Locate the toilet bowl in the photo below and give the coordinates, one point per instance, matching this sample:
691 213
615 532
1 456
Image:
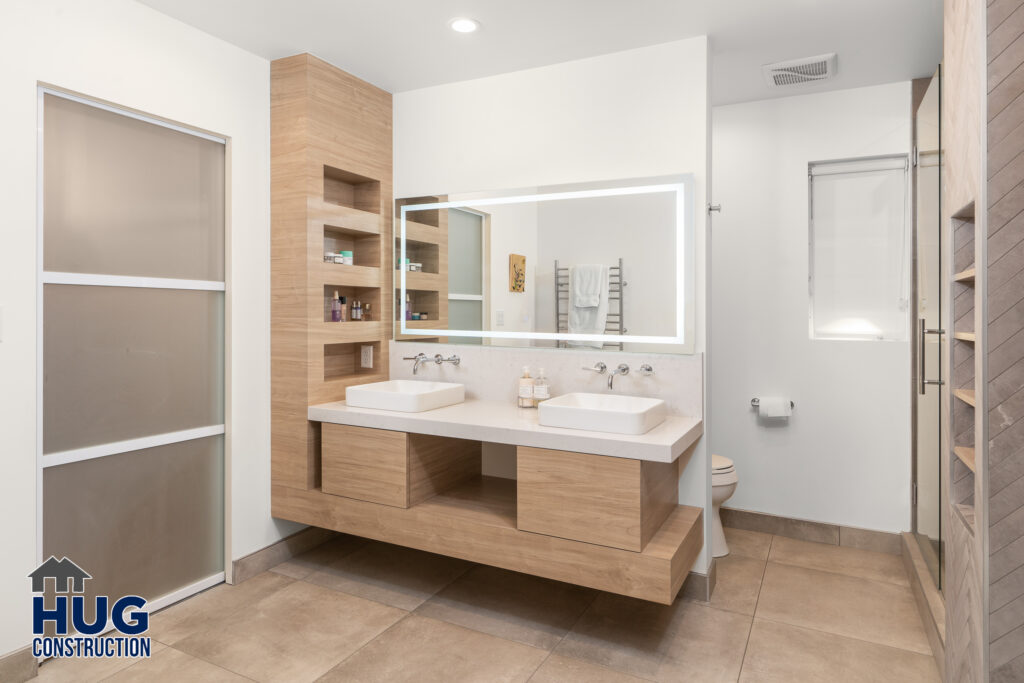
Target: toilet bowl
723 483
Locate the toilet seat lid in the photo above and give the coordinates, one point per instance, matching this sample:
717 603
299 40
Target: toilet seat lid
720 463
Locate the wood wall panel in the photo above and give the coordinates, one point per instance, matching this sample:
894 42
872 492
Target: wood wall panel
1005 331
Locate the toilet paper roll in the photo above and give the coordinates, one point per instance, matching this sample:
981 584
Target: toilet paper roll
774 407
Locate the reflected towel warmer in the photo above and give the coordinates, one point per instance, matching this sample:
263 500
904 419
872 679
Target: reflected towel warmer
614 324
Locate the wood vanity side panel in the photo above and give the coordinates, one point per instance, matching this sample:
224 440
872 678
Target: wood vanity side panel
579 496
438 463
366 464
658 496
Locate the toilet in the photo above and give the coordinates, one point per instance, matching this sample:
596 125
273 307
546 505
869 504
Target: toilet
723 483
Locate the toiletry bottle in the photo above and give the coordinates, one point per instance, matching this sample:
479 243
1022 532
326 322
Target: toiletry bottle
525 389
336 308
542 390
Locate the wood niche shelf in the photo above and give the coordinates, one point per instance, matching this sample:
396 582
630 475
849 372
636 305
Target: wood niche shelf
966 456
967 395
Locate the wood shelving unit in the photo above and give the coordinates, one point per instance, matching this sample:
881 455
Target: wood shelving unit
963 465
426 243
331 154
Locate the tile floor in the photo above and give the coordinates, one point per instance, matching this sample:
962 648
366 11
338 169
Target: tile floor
359 610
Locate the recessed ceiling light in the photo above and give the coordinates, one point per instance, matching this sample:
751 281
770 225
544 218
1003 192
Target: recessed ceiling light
463 25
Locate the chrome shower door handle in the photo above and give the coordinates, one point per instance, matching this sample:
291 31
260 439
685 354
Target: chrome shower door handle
922 332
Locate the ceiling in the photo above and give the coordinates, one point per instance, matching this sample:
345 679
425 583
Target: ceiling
407 44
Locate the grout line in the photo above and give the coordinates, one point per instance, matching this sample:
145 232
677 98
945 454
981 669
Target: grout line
747 644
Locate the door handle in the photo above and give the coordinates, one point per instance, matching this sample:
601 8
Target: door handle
922 331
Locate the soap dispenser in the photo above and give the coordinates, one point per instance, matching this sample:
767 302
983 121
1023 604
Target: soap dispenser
525 398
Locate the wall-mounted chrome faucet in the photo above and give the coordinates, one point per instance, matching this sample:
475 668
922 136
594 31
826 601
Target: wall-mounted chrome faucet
420 358
623 369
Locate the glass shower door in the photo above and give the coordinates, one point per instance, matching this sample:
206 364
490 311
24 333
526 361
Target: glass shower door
929 498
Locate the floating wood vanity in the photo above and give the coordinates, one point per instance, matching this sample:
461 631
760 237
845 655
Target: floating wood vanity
605 521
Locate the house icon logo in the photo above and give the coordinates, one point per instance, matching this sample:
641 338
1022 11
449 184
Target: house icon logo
67 615
62 571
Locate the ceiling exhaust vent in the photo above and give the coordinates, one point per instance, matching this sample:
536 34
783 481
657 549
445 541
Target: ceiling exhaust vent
795 72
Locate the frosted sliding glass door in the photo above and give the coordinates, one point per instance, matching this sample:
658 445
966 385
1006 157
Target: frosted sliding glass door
132 364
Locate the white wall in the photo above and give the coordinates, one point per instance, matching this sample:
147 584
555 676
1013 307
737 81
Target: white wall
844 457
130 55
635 114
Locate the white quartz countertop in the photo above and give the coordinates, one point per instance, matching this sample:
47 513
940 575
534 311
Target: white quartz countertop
504 423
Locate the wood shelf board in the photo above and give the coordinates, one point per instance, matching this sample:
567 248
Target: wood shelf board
475 521
966 456
967 395
966 275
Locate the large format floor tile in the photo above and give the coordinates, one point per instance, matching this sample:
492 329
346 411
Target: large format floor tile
872 610
748 544
424 650
682 641
738 584
517 606
320 557
557 669
295 634
849 561
398 577
172 666
212 607
782 653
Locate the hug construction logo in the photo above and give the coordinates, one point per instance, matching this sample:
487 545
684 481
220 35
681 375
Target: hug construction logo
68 613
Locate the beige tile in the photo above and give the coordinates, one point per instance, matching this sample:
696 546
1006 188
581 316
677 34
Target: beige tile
398 577
172 666
738 584
782 653
564 670
748 544
87 671
682 641
531 610
294 634
320 557
849 561
872 610
423 650
216 605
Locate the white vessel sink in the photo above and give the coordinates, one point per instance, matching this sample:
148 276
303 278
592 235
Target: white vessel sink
603 413
406 395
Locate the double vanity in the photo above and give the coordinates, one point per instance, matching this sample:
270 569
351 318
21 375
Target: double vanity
595 502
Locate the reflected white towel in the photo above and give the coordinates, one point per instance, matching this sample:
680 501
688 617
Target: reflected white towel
588 304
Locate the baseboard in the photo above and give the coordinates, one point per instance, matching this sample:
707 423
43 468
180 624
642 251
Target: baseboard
18 667
258 562
700 586
803 529
930 603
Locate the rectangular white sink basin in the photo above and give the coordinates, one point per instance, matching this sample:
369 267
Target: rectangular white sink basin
406 395
603 413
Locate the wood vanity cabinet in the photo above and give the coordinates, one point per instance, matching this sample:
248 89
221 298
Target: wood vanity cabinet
603 500
393 468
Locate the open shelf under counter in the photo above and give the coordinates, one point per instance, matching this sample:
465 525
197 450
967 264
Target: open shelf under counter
476 521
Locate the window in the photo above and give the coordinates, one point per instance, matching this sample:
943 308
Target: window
859 249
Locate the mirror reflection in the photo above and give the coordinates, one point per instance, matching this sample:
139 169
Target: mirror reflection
579 266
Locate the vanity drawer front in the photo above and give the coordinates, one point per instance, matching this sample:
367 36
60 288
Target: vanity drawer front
607 501
393 468
366 464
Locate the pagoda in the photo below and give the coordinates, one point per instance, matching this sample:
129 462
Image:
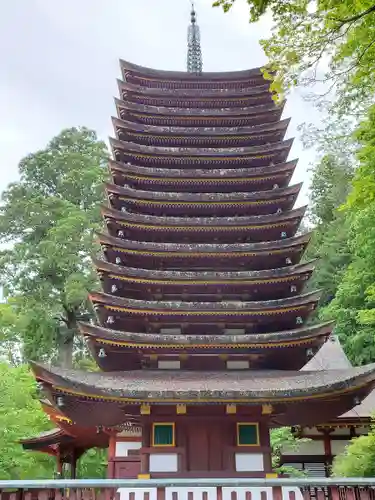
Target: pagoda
203 321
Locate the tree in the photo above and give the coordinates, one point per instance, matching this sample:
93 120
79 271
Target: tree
283 438
353 307
358 459
330 184
20 416
323 41
49 218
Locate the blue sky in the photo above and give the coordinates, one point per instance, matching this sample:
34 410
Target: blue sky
59 64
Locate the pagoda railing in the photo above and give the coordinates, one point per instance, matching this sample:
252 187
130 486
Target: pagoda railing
191 489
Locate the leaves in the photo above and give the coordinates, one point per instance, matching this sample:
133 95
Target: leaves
20 416
358 460
49 218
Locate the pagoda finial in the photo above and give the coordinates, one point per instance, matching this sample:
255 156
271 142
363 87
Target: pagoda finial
194 55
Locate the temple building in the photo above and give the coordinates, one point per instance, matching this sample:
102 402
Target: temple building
328 439
202 325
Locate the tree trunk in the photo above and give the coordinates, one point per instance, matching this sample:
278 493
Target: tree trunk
66 352
66 339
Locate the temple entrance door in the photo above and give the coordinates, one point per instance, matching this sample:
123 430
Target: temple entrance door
204 447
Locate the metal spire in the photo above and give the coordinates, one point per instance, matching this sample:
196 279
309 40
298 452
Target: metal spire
194 55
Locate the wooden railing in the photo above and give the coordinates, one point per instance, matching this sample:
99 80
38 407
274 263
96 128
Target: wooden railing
191 489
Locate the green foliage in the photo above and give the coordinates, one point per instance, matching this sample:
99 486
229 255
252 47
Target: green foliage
93 464
327 44
354 305
49 218
282 438
358 460
21 416
330 184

Instructions to follow:
Without the pictures, repeat the listing above exactly.

Output for this task:
Locate the toilet bowl in the photo below and give the coordinates, one point per instance, matching this sample:
691 213
615 532
1 456
Image:
Target: toilet bowl
723 483
Locate the toilet seat lid in the photo above and give the coordinates, one point per instance, matching this sample:
717 603
299 40
Target: toilet seat lid
720 463
Locate the wood wall panel in the photo above and give the coordinates, one point per instance, matching this sample:
894 42
872 492
Target: wood wall panel
1005 331
Locate the toilet paper roll in the photo above and give the coordinates, one point per instance, matching this sample:
981 584
Target: toilet paper roll
774 407
Locate the reflected towel warmer in the photo above and give the coordinates, one point per instance, matching this sample:
263 500
904 419
872 679
Target: reflected towel warmer
614 324
Locate the wood vanity side panel in the photo above and give the coordinates, one point per instance, matching this sample:
224 440
872 678
Target: wood vanity side panel
579 496
438 463
366 464
658 496
Locate the toilet in the photo above and give the coordinates, one point per instance, matching this sample:
596 125
273 307
546 505
869 504
Target: toilet
723 483
Locate the toiletry bottle in the photo above and give the coordinates, one point per instance, matching this sample:
479 243
1022 532
326 322
Target: toiletry bottle
525 389
336 308
542 390
Locate the wood niche shelf in the photo above and give the coordinates, one point per instance, matching this sample:
396 582
630 475
849 372
636 305
Target: wood niche shelf
966 456
967 395
Locate the wood shelving unit in the photo above and give the coordinates, one point per instance, matching this sample:
881 455
Target: wood shelving unit
963 465
426 243
331 154
Locate the tile floor in the photo above and give the coordinates, one point per instance, matching this sample:
962 648
366 11
338 169
Target: tile floor
359 610
Locate the recessed ceiling light in the photo above and give the coordinates, one point per instance, matching this sample:
751 281
770 225
544 218
1003 192
Target: recessed ceiling light
463 25
Locate the chrome shower door handle in the photo above and give the coordinates, one point per instance, matching this sample:
291 31
260 439
685 354
Target: chrome shower door handle
922 332
Locate the ceiling in the photo above and give the coordinates, one point per instance, matching this sample:
345 679
425 583
Target: ceiling
407 44
Locate the grout line in the photo above and give the coordinates, one point per instance, matching this sample:
145 232
677 98
945 454
981 669
Target: grout line
747 644
Locate the door handle in the photo above and give the coordinates, one point per instance, matching this sample:
601 8
Target: door handle
922 331
Locate the soap dispenser in the photo above and give the coordinates, one point per instance, matching this sample:
767 302
983 121
1023 604
Target: soap dispenser
525 398
Locate the wall-mounted chrome faucet in the photo above and give the coordinates, one point per instance, matching this sample:
475 668
922 136
594 31
826 601
Target: wall-mounted chrome faucet
420 358
623 369
Locate the glass shower door in the photo above and give the coordinates, one point per instance, matching this sample:
206 364
490 311
24 333
526 361
Target: glass shower door
929 498
Locate the floating wood vanity in the photo above and give the coordinates, one point per instance, matching this sample:
461 631
760 237
845 655
Target: floating wood vanity
605 521
Locate the house icon logo in the photo above and give the coordinates, one point per instance, matching this sample:
641 338
1022 11
449 184
Target: house icon logo
67 615
62 571
Locate the ceiling exhaust vent in the photo above and give the coordinates, one point per instance, matching this sample:
536 34
783 481
657 549
445 541
Target: ceiling exhaust vent
795 72
Locate the frosted sliding glass door in the photo above and give the coordinates, one point per instance, matching this sample:
658 445
966 385
1006 157
Target: frosted sliding glass door
132 364
Locate the white wall in the photo above and give the coordinates, one point per instance, matching this sample:
147 584
555 676
1013 307
737 81
Target: white wall
844 457
130 55
635 114
Locate the white quartz countertop in the photo above and give the coordinates, one point per instance, matching this sample:
47 513
940 575
534 311
Target: white quartz countertop
504 423
Locate the wood shelf board in the photo above and give the coordinates, one point per instance, matching this sample:
567 248
Target: wood shelf board
475 521
966 456
967 395
966 275
Locate the large format floor tile in the photo above and give the coordinates, one point per instance, matching this sample:
492 329
346 411
Target: large format floor tile
872 610
748 544
424 650
682 641
738 584
517 606
320 557
557 669
295 634
849 561
398 577
172 666
212 607
782 653
Locate the hug construction logo in the photo above and give the coordinates, one point per instance, matching this sample:
487 545
684 481
220 35
681 375
Target: hug construction logo
68 613
Locate the beige tile in the photo above and give the coordinates, one point per instance, matching this sample:
696 546
1006 188
581 316
677 34
Target: beige tile
398 577
172 666
738 584
782 653
564 670
748 544
87 671
682 641
531 610
294 634
320 557
849 561
872 610
423 650
216 605
Locate the white vessel sink in the photo above and give the coordinates, one point per instance, matching this sample:
148 276
303 278
592 235
Target: white vessel sink
603 413
406 395
Locate the double vanity in the photo above and give the coordinates, one point per instance, matching this sample:
270 569
351 318
21 375
Target: double vanity
595 502
Locate the reflected white towel in the photo above and give the coordinates, one point per instance, matching this sample:
680 501
688 617
Target: reflected white towel
588 304
Locate the baseboard in the photo above and give the coordinates, one point per instance, matching this sample:
707 423
43 468
180 624
642 251
Target: baseboard
18 667
258 562
700 586
803 529
930 603
Locate the rectangular white sink basin in the photo above and give the coordinates, one point per instance, matching this sample:
369 267
Target: rectangular white sink basin
406 395
603 413
Locate the wood vanity cabinet in the photo above and give the coordinates, one point per instance, matching this sample:
248 89
221 298
Target: wood vanity cabinet
603 500
393 468
Locate the open shelf under counter in the photo above and give the coordinates, one point per instance, matching this sample:
465 525
197 450
967 264
Target: open shelf under counter
476 521
Locate the window in the photo above and give the coordinates, one point per instance, matching this sample:
943 308
Target: window
859 249
Locate the mirror reflection in the photo above and give the coordinates, one point per instance, matching this sample:
139 169
Target: mirror reflection
579 266
Locate the vanity drawer front in the photo above and give the coordinates, one point per instance, matching this sample:
367 36
60 288
Target: vanity drawer front
607 501
393 468
366 464
Locate the pagoda in the photo below and give the coordinates, one point per instance, matching this sample:
129 462
Image:
Target: pagoda
203 321
Locate the tree in the photo above and give the coordinates, one point per instance, matching this sample:
93 120
79 271
Target: tree
283 438
353 307
358 459
330 184
20 416
323 41
49 218
Locate the blue sky in the photo above and give the coordinates, one point per instance, matching this sample:
34 410
Target: blue sky
59 64
Locate the pagoda railing in the photo above and give the coordinates, one point per instance, matching this sample:
252 187
130 486
Target: pagoda railing
191 489
Locate the leaves in the photo above and give the coordinates, one point per instance, matching this sample:
133 95
Target: leaves
20 416
358 460
49 218
Locate the pagoda finial in the photo above and give the coordinates, one point per instance, matching this sample:
255 156
271 142
363 87
Target: pagoda finial
194 55
Locate the temple building in the photo above and give the coordinates, one point per instance, matching this sample:
102 402
Target: temple building
328 439
202 325
Locate the tree trunk in the photo above and give the coordinates, one point per instance, matching this sample:
278 493
Target: tree trunk
66 352
66 339
Locate the temple entrance door in the photo above and give the coordinates, one point per instance, matching this sample:
123 430
Target: temple entrance door
204 447
Locate the metal spire in the photo above and give the coordinates, one point per instance, matching this sample:
196 279
309 40
298 452
Target: metal spire
194 55
Locate the wooden railing in the photo above and give the coordinates, one point per instance, matching this sample:
99 80
38 407
274 263
96 128
Target: wooden railing
191 489
Locate the green foliage in the photo above and give the coordinates, one point per instance, matching this sample:
99 486
229 255
252 47
Target: green foliage
93 464
327 44
354 305
49 218
282 438
358 460
21 416
330 184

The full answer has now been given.